Task statement: Within the listing below, please show every line carrying the string "table".

Extracted records:
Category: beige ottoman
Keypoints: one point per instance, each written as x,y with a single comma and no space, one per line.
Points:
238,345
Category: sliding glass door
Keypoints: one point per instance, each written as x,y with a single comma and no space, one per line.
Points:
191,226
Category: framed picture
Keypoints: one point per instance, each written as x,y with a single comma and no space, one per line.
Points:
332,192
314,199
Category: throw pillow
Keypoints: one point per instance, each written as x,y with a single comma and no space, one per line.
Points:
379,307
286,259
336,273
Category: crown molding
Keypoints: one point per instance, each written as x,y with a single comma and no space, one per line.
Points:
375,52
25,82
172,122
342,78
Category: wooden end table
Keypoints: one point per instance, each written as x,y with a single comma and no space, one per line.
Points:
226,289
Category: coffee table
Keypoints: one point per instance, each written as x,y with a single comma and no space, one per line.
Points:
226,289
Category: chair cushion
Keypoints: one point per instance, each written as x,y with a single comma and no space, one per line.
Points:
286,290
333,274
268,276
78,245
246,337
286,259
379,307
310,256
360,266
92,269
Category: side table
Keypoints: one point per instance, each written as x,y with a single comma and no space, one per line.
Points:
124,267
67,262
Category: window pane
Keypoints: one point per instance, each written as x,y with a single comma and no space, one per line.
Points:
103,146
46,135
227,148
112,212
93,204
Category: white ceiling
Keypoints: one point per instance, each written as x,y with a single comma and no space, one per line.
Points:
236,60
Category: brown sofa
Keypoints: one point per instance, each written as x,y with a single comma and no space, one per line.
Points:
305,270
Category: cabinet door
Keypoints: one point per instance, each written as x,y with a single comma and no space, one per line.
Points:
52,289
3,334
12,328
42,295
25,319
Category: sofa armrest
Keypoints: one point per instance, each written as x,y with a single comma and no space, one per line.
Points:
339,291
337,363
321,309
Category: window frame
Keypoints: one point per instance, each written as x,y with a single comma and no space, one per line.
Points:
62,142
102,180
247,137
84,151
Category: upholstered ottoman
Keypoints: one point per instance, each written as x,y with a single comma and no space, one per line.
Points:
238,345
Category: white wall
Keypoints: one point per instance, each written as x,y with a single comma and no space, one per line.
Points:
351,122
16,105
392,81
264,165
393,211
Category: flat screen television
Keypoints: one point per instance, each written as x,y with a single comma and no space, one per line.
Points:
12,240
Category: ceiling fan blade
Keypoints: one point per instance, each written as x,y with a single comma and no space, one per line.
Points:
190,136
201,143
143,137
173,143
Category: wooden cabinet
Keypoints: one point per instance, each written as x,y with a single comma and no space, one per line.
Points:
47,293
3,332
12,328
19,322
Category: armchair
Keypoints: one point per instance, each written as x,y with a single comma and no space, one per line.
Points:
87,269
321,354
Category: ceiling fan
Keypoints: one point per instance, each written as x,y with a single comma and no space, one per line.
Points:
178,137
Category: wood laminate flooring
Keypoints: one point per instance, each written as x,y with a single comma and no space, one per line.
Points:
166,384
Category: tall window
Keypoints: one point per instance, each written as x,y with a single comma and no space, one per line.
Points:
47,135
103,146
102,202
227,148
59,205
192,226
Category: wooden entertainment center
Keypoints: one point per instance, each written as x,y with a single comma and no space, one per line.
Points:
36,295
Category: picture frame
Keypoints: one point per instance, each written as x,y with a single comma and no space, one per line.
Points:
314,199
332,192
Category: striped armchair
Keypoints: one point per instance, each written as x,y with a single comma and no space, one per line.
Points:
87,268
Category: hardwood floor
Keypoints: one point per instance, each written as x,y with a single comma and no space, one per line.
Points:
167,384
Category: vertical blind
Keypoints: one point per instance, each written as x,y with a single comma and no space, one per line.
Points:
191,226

Written response:
Category: wooden end table
Category: coffee table
Category: side table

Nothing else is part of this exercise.